Data items:
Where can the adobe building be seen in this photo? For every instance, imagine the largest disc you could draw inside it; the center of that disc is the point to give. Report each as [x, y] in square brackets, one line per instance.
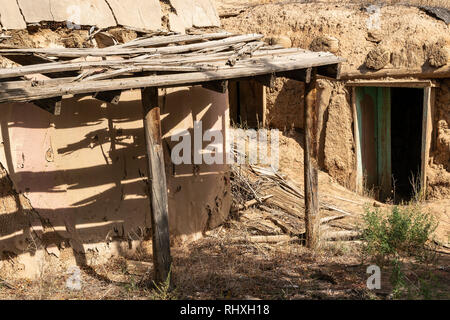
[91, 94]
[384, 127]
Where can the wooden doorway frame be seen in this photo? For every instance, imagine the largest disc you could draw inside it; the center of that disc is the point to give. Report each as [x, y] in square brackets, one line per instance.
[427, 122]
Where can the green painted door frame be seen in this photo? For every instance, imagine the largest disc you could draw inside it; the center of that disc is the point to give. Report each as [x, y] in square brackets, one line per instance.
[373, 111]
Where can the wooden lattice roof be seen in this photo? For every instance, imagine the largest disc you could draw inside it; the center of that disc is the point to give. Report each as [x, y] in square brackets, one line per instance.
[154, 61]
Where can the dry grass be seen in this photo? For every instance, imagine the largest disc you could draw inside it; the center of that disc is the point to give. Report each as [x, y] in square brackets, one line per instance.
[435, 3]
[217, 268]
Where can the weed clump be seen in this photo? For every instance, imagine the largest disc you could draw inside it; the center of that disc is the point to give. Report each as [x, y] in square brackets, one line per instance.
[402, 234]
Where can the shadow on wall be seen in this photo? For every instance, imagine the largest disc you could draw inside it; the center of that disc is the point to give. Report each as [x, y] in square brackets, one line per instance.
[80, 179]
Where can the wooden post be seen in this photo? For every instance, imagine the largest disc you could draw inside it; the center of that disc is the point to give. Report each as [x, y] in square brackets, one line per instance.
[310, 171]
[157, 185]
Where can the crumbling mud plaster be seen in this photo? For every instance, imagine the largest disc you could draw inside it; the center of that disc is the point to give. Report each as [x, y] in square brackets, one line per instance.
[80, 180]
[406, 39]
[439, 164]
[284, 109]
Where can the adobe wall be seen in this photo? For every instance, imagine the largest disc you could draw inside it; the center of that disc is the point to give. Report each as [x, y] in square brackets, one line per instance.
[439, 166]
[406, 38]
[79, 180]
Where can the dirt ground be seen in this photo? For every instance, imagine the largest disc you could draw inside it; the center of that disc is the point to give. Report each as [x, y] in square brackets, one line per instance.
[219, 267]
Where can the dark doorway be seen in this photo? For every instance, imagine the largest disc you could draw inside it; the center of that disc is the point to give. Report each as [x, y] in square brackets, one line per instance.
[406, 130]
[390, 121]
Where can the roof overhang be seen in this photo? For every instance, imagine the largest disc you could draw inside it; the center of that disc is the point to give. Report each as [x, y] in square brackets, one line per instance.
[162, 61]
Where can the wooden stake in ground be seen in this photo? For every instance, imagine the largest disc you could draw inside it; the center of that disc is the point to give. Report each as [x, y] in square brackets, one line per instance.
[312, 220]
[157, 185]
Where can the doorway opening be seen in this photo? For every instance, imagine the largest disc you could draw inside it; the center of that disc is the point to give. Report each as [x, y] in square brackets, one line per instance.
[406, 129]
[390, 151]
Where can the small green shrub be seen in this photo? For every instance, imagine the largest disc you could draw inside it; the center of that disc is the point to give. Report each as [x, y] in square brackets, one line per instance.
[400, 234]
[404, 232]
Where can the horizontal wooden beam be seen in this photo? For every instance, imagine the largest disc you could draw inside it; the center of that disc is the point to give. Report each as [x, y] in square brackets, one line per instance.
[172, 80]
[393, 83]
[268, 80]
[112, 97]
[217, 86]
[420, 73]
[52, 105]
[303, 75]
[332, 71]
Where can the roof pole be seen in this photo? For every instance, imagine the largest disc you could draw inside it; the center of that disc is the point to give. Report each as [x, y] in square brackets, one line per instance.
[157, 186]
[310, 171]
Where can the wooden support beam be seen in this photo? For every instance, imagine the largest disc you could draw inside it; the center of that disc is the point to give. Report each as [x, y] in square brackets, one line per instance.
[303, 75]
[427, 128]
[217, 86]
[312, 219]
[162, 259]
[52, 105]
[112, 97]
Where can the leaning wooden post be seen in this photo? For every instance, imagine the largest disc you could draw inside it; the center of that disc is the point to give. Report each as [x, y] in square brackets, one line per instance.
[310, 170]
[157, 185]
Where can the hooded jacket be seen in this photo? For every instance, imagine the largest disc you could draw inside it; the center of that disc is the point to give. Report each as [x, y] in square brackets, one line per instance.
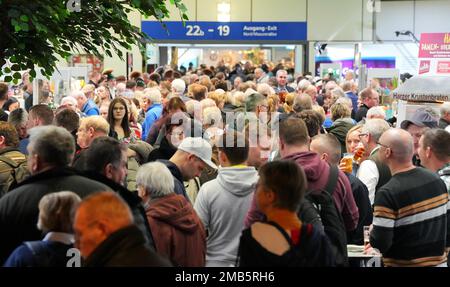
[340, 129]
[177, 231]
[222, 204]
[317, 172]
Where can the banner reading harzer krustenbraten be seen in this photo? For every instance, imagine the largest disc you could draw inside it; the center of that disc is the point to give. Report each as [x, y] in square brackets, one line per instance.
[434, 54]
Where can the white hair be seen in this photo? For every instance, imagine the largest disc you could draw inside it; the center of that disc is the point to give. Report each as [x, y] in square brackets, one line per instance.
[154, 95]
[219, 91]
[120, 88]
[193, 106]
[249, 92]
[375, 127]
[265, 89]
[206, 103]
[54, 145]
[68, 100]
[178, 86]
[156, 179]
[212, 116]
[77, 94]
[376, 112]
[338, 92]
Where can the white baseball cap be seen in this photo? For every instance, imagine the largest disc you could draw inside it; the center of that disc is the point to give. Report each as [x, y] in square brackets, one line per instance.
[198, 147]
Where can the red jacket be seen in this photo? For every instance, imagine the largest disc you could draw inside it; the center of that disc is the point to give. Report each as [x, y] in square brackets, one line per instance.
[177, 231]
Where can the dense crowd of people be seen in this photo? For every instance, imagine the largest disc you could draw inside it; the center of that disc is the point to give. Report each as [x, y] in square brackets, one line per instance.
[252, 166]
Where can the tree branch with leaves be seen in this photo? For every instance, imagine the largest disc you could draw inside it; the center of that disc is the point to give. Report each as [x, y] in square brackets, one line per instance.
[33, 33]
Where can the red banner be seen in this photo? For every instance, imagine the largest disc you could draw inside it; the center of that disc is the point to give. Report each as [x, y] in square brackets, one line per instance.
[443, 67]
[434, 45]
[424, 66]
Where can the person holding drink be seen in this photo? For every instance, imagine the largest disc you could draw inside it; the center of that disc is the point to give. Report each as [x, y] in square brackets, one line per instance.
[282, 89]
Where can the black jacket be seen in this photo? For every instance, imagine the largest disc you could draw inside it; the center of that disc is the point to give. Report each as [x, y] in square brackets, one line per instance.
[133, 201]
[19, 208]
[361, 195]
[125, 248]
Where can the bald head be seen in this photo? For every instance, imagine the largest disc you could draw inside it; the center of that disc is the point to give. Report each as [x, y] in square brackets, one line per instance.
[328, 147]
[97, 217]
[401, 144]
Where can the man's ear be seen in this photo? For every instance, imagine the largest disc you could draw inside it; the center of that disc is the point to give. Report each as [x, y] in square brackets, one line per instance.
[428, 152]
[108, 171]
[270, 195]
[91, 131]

> **Exercise details**: Repeat word for word the lines running from the line containing "Where can the tree" to the end of the entries above, inclusive.

> **Exercise answer**:
Where can the tree branch with leaves be seen in this photo? For every instance, imagine the largest disc you could draw inside it; the center of that disc is the point to give. Report each as [x, y] in square brackets, one line per instance.
[33, 33]
Where can the red banner be seen in this photo? For every instance, imagine the largest disc you could draw inside it; the center of that disc is the point to give. Report each as [x, y] in square brackets, one line per instance.
[443, 67]
[434, 45]
[424, 66]
Where can the person holding drink be seen in this photo? For every instance, imagine the largest disc you could draw inside it; the center of that disc is the point to give. Report each as [x, y] in square brackets, one line per instance.
[282, 89]
Where can the black jacket be seen in this photo? For every instance, imagine the largest disc you could draw inside it; the center of that disc is the point to give. Report each as [x, y] in square brackets, one line per instance.
[133, 201]
[19, 208]
[361, 195]
[125, 248]
Where can the bald head be seen in this photo? For every instance, imagine the largest disc you could draw inside it; the center of that disc is the point to give. Report each as [x, y] in square brackets, one line per instance.
[328, 147]
[97, 217]
[401, 144]
Where can the man's ear be seen in this photo? For every instance, imagine the largest disc you could draw inside it; the center of that disc is the point to give. Report each as [x, y] in square brackets, one line per instance.
[428, 152]
[108, 171]
[270, 195]
[91, 131]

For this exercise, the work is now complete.